### Document passage
ALORS maps a given initial set of instance features F to \(U_r\). The predicted performance ranks are calculated by multiplying \(U_r\) with the remaining matrices of \(\varSigma _r\) and \(V^t_r\). In that respect, for a new problem instances, ALORS essentially determines an array of values, i.e. a new row for \(U_r\). Its multiplication with \(\varSigma _r\) and \(V^t_r\) delivers the expected performance ranks of the candidate algorithms on this new problem instance.

3 Computational Results

Despite the capabilities of ALORS as the sole Algorithm Selection (AS) approach, on working with incomplete performance data, the instance \(\times \) algorithm rank data here has the complete performance entries. The AS data is directly derived from [54]. The data on the Large-Scale Multi-objective Optimisation Problem (LSMOP) consists of 4 algorithms. The candidate algorithms are Speed-constrained Multi-objective Particle Swarm Optimization (SMPSO) [55], Multi-objective Evolutionary Algorithm based on Decision Variable Analysis (MOEA/DVA) [56], Large-scale Many-objective Evolutionary Algorithm (LMEA) [57] and Weighted Optimization Framework SMPSO (WOF-SMPSO) [58]. The hypervolume (HV) indicator [59] is used as the performance metric.

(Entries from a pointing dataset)
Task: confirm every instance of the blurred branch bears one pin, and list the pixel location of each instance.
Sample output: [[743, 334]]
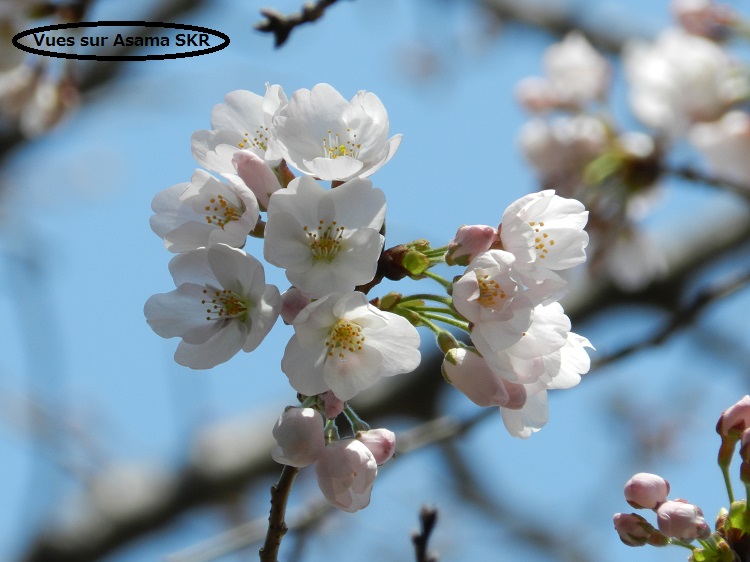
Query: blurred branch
[[559, 18], [421, 539], [681, 319], [692, 174], [281, 26]]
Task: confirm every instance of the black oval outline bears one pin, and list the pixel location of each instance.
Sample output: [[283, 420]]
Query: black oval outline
[[223, 36]]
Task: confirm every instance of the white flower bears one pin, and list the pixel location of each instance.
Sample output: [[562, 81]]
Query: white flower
[[204, 212], [545, 232], [559, 149], [344, 344], [327, 240], [562, 369], [524, 360], [577, 73], [681, 79], [322, 135], [221, 305], [240, 142], [487, 288], [346, 471], [725, 144], [299, 437]]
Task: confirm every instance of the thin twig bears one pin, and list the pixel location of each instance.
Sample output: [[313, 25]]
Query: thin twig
[[281, 26], [427, 520], [277, 527]]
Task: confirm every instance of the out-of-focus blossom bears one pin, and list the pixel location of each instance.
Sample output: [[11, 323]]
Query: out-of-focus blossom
[[725, 144], [681, 79], [559, 149], [704, 17], [299, 437], [381, 442], [322, 135], [577, 73]]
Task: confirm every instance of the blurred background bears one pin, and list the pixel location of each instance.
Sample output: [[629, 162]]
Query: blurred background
[[98, 425]]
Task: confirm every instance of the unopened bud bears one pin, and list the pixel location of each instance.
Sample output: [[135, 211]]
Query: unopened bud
[[646, 491], [682, 520], [469, 242], [381, 442], [299, 437], [633, 529]]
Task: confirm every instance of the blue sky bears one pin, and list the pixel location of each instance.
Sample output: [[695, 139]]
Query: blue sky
[[79, 207]]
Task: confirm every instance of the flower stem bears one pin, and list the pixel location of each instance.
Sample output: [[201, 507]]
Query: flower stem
[[727, 482], [444, 282], [427, 297], [276, 525]]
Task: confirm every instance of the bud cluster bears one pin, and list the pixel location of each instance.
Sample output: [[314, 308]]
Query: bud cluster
[[680, 522]]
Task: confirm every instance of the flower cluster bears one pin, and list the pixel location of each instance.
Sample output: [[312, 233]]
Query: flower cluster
[[679, 522], [682, 85], [330, 243]]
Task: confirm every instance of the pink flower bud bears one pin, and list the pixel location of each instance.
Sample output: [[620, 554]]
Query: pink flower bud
[[735, 419], [257, 175], [469, 242], [299, 437], [346, 471], [292, 302], [646, 491], [633, 529], [332, 404], [682, 520], [381, 442], [469, 372]]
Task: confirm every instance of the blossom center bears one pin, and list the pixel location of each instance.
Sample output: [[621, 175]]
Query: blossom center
[[223, 304], [325, 241], [259, 139], [542, 241], [222, 211], [489, 291], [336, 145], [344, 336]]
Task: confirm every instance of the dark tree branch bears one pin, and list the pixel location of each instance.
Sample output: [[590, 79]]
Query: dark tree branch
[[421, 539], [681, 319], [281, 26]]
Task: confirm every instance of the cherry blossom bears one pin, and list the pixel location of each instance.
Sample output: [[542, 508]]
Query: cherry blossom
[[577, 73], [221, 305], [346, 472], [327, 240], [545, 232], [344, 344], [322, 135], [725, 145], [204, 212], [681, 79], [240, 141]]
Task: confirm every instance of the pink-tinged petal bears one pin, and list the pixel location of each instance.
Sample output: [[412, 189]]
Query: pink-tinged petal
[[304, 368], [220, 348], [257, 175], [347, 373]]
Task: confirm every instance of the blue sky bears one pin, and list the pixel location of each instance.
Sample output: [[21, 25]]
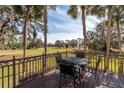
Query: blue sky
[[61, 26]]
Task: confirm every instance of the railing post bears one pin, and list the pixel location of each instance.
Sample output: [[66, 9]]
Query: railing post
[[14, 72], [43, 63], [66, 53], [2, 76]]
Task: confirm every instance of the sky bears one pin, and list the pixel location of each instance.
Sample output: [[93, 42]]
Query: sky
[[62, 27]]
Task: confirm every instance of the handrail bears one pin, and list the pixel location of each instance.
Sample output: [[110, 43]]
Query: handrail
[[14, 71]]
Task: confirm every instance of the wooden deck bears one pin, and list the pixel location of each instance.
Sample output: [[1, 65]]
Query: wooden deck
[[51, 80]]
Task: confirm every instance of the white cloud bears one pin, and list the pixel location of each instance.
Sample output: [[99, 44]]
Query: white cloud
[[67, 28]]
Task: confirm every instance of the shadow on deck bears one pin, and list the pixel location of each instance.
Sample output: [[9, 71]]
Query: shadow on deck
[[51, 80]]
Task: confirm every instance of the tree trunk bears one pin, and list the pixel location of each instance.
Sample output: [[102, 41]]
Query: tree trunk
[[84, 28], [25, 33], [118, 32], [108, 35], [45, 31]]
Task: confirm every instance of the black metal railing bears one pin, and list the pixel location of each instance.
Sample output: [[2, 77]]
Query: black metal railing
[[14, 72]]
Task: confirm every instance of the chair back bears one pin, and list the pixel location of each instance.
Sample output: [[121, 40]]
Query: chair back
[[58, 58], [67, 69], [98, 62], [80, 54]]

### Problems and tasks
- A) Reproduce the passage on ALORS word for word, from "Despite the capabilities" up to and including "the performance metric.".
- B) Write the next part of the passage on ALORS and algorithm selection, picking up after its last sentence.

### Responses
- A)
Despite the capabilities of ALORS as the sole Algorithm Selection (AS) approach, on working with incomplete performance data, the instance \(\times \) algorithm rank data here has the complete performance entries. The AS data is directly derived from [54]. The data on the Large-Scale Multi-objective Optimisation Problem (LSMOP) consists of 4 algorithms. The candidate algorithms are Speed-constrained Multi-objective Particle Swarm Optimization (SMPSO) [55], Multi-objective Evolutionary Algorithm based on Decision Variable Analysis (MOEA/DVA) [56], Large-scale Many-objective Evolutionary Algorithm (LMEA) [57] and Weighted Optimization Framework SMPSO (WOF-SMPSO) [58]. The hypervolume (HV) indicator [59] is used as the performance metric.

- B)
Table 1. The base LSMOP instances

Table 1 shows the specifications of the LSMOP benchmark functions [60]. The functions differ in terms of modality and separability. The 2-objective and 3-objective variants of each function are considered. Besides that further variations on the functions are achieved using different number of decision variables. In total, 63 LSMOP instances are present. The instances are encoded as LSMOPX_m=a_n=b where X is the base LSMOP index, m refers to the number of objectives and n is for the number of decision variables. All these instances are represented using just 4 features. Besides the modality and separability characteristics, the number of objectives and the number of variables are as the instance features.

Table 2. The average ranks of each constituent algorithm besides ALORS where the best per-benchmark performances are in bold (AVG: the average rank considering the average performance on each benchmark function; O-AVG: the overall average rank across all the instances)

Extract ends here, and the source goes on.